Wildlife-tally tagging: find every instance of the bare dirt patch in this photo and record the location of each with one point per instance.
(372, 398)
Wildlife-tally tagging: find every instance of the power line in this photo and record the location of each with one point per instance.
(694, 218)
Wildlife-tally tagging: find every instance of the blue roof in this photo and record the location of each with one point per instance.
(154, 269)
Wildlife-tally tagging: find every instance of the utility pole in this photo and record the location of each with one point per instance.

--

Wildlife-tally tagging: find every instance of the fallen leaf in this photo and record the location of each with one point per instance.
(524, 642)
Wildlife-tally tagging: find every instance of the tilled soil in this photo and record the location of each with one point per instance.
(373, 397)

* * *

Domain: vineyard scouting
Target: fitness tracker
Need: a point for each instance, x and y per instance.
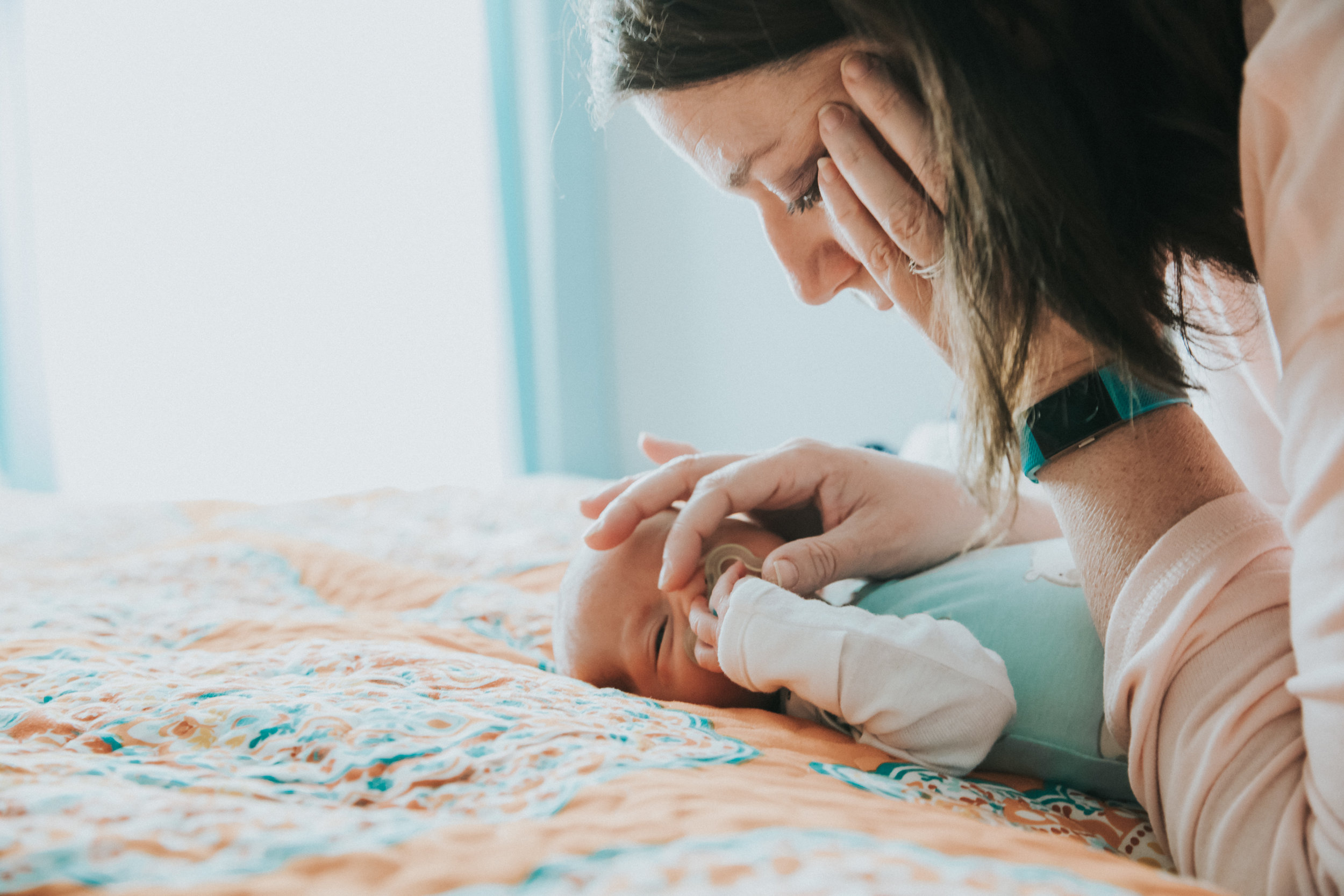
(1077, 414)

WHAT IS REQUIRED
Take the stretch of lines above from the one containing "Wildlife-tally tagging: find every instance of the bare" through the one containing "Wildlife-tally tagging: find every instance of the utility" and repeat it exactly, adding no other line.

SOLUTION TO THE PROBLEM
Wildlife-tally tagging: find every instance of the bare dirt patch in this photo and record the location of each with one point per instance.
(372, 398)
Wildlife-tally tagging: find every instance of the power line in this photo and record the location of each with one point per instance.
(694, 218)
Wildlife-tally tagging: find every instance of the blue roof in this photo and record the location of each with one point per instance.
(154, 269)
Wildlife-tally tagging: find every instance of the utility pole in this photo and record the location of each with one point per instance.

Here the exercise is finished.